> YOUR TASK
The answer must consist of every line below that holds the word "window".

Saved entries:

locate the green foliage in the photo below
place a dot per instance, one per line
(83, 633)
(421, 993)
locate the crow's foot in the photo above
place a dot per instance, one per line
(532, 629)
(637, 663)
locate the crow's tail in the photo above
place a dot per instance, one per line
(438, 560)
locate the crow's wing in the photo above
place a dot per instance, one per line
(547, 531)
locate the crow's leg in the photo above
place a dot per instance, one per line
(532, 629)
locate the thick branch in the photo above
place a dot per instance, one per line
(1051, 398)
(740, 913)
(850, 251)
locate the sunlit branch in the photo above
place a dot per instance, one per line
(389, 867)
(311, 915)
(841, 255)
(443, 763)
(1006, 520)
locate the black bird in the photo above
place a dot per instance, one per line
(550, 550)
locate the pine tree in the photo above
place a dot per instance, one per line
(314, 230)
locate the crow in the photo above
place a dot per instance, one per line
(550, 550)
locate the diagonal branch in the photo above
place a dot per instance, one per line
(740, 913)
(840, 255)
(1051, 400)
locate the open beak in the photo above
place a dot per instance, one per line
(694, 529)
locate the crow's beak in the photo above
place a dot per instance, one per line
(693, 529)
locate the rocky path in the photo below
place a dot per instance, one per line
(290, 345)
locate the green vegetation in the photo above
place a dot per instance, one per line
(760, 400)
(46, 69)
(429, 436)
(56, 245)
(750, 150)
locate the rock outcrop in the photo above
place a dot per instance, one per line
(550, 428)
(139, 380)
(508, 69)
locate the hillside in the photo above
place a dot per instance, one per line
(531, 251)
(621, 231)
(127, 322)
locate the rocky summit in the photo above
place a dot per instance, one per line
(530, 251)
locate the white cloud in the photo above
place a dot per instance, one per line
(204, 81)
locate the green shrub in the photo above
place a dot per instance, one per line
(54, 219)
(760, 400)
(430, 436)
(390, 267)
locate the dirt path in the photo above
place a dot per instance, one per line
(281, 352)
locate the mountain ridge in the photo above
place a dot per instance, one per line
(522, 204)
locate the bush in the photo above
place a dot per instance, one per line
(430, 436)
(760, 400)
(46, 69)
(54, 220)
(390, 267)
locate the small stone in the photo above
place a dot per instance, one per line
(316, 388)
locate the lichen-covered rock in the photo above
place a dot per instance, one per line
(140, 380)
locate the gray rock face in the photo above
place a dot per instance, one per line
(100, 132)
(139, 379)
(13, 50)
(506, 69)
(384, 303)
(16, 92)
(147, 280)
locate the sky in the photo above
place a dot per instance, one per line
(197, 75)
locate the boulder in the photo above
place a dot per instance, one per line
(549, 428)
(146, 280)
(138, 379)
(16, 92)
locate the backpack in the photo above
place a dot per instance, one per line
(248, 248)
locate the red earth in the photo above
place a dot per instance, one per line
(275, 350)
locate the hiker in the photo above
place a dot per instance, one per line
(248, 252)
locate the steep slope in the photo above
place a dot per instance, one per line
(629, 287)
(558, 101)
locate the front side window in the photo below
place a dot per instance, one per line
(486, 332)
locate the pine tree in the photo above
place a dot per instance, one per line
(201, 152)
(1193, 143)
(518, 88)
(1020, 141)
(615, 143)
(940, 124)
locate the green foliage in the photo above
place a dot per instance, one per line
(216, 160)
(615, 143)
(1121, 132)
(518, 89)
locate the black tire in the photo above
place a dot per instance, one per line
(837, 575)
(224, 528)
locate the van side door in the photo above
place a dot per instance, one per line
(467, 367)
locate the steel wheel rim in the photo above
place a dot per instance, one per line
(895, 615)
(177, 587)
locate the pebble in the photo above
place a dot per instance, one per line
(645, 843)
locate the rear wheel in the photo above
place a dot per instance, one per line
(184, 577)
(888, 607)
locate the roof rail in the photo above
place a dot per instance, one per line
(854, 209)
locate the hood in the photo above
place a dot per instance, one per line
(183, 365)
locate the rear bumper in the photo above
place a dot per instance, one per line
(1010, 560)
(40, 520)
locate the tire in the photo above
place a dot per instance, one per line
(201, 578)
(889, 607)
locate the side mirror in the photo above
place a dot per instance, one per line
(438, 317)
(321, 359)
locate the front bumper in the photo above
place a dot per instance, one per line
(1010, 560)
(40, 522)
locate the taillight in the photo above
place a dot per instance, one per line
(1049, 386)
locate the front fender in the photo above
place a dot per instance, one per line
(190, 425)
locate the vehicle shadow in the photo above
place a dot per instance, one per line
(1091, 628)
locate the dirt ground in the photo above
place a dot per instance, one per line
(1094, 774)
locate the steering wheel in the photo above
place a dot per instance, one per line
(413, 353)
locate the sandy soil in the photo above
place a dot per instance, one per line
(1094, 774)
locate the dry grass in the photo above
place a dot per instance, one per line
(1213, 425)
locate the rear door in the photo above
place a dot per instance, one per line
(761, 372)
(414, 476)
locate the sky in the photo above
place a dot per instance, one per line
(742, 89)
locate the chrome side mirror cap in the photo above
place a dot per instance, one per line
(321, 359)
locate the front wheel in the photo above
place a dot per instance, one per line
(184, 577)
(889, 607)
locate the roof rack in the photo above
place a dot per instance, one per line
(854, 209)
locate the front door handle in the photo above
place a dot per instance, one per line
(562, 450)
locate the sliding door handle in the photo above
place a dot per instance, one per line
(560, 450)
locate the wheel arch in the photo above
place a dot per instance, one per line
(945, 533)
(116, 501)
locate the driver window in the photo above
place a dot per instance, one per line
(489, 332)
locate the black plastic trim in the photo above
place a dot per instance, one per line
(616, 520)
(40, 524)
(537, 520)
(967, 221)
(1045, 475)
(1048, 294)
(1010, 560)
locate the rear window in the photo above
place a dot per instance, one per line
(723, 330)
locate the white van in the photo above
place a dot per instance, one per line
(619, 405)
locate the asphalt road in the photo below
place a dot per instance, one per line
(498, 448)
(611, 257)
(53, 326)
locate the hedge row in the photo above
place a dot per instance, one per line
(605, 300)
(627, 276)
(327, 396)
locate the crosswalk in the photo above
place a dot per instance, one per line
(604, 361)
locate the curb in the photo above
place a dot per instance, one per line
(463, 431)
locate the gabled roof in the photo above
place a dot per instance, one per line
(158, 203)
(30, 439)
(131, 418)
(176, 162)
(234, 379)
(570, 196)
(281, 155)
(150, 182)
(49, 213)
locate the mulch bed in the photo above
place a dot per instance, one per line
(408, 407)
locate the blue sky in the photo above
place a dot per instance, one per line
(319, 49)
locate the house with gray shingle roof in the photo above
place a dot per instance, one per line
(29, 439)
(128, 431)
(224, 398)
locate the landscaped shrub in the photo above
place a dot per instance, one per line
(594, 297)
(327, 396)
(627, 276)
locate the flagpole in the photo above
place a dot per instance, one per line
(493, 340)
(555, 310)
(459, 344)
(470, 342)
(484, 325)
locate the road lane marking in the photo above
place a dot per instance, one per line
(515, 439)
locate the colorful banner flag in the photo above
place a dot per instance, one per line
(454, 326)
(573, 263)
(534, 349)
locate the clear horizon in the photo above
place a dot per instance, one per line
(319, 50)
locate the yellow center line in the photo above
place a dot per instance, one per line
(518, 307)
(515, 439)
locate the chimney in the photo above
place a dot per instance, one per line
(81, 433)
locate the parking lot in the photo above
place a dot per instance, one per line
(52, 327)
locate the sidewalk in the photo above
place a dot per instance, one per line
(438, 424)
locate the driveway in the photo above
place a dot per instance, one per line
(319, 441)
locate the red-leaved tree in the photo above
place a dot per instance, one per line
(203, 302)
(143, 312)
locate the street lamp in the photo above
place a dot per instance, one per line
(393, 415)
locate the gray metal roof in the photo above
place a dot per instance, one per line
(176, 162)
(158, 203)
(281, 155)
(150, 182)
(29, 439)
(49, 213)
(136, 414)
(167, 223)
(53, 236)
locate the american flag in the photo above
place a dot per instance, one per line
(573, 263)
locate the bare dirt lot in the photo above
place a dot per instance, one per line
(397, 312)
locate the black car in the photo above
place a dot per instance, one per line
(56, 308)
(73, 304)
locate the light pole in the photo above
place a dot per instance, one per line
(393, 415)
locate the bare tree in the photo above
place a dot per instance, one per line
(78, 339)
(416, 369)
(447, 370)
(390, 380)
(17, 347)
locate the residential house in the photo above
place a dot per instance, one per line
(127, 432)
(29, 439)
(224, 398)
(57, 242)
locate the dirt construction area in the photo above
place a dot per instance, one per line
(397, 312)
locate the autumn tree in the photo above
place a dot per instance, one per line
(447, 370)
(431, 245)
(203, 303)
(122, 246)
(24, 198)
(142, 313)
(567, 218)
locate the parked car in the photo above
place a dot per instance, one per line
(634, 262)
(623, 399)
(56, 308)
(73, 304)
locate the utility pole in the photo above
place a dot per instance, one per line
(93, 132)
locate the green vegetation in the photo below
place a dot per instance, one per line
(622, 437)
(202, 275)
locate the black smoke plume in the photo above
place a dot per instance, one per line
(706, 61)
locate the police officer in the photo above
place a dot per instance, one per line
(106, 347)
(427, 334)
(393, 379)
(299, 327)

> RESULT FOR THIS EXERCISE
locate the front side window in the photo below
locate the driver window in the photo above
locate the rear window in the photo above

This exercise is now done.